The Sixth Sunday of Easter, Year B, St. Paul’s Church, Franklin, May 5, 2024

I have called you friends, because I have made known to you everything that I have heard from my Father” (Jo. 15:5).

As we know, Easter is a season not a day: fifty days, in fact, enabling us to go deeper in relationship with Jesus Christ, who is alive and not dead. Notice that the statement reads “is alive”: not “was alive” but “is alive,” the present tense. Most of us think reflexively of Jesus as a historical person, someone who lived in the past but who is somehow mysteriously present now. But the proclamation of the Church, by contrast, is that Jesus is alive now.

Think for a moment of how the Book of Common Prayer usually concludes our prayers. Today is a case in point: we ended our collect of the day with this ascription: “through Jesus Christ our Lord, who lives and reigns with you and the Holy Spirit, one God, for ever and ever.” This example gets repeated, over and over again in our Prayer Book liturgy, with only minor variations. Present tense, by and large, all the way. Jesus Christ is alive, and that means we can be in relationship with him now.

In our Gospel reading, Jesus invites us to be in a particular type of relationship with him, and that is friendship. “I have called you friends, because I have made known to you everything that I have heard from my Father”(Jo. 15:5). Jesus no longer calls the disciples servants, but he calls them friends. Because he is alive now, we are included in the call. As he says in our reading, “You did not choose me but I chose you” (Jo. 15:16).

Let’s think about friendship for a moment. A recent poll (Pew Research Center, July, 2023) reveals that Americans feel positive about friendship, and are generally satisfied with the quality of their friendships. They talk with their friends about work, family, current events and popular culture, physical and mental health, and sports, among other things. At the same time, some people report that they don’t have any friends: part of that epidemic of loneliness that we keep hearing about. It’s a mixed bag. Friendship, in other words, is up for grabs: with leading indicators going in both positive and negative directions.
^^^^^^^^
### Exercise requirements
Carry the sermon on friendship with the living Jesus forward from its last paragraph.
^^^^^^^^
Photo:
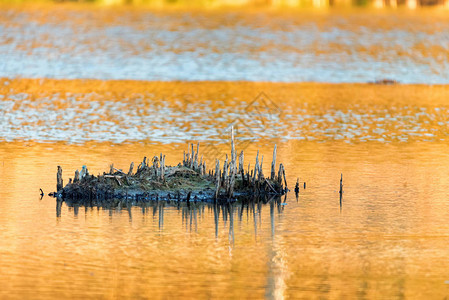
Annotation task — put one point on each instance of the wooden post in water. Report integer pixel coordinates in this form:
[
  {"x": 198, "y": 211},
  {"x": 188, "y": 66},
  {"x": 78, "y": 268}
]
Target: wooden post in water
[
  {"x": 59, "y": 182},
  {"x": 341, "y": 188},
  {"x": 256, "y": 167},
  {"x": 192, "y": 157},
  {"x": 217, "y": 178},
  {"x": 283, "y": 175},
  {"x": 162, "y": 167},
  {"x": 77, "y": 176},
  {"x": 273, "y": 164},
  {"x": 241, "y": 162},
  {"x": 261, "y": 177},
  {"x": 195, "y": 163},
  {"x": 225, "y": 173},
  {"x": 131, "y": 167},
  {"x": 233, "y": 166}
]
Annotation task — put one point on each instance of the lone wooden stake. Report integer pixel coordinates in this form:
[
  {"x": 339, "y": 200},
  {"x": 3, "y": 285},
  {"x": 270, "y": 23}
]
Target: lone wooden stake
[
  {"x": 217, "y": 178},
  {"x": 273, "y": 164},
  {"x": 256, "y": 167},
  {"x": 297, "y": 186},
  {"x": 131, "y": 167},
  {"x": 77, "y": 176},
  {"x": 59, "y": 183},
  {"x": 341, "y": 188},
  {"x": 241, "y": 162}
]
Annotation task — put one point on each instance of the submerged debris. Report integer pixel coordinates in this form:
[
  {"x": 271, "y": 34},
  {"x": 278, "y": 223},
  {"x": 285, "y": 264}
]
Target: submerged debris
^^^^^^^^
### Response box
What does it mean to be a friend? I think a good working definition of a friend is a person in your life who you can spend time with and talk about anything with, without looking at your phone or your watch. That’s a pretty demanding definition in the day and age of the cell phone. Trust is also something that factors into friendship, as a non-negotiable. And there are also many other things that figure in friendship, like common interests and views: not really required for friendship but certainly things that can enhance a relationship. Finally, there are people you are friendly with who are not exactly your friends, but might become friends at some point. All well and good.

Jesus raises the stakes on friendship, however, when he tells the disciples, “No one has greater love than this, than to lay down one’s life for one’s friends” (Jo. 15:13). Here he’s talking about himself and not about us. Jesus asks Peter rhetorically, “Will you lay down your life for me?” (Jo. 13:38), knowing that when it’s crunch time Peter won’t be able to do so. Not only does Jesus lay down his life for us, but he has power to take it again, as he says in the tenth chapter (Jo. 10:18). In other words, it is the risen Lord, the one who is alive, who chooses to be our friend.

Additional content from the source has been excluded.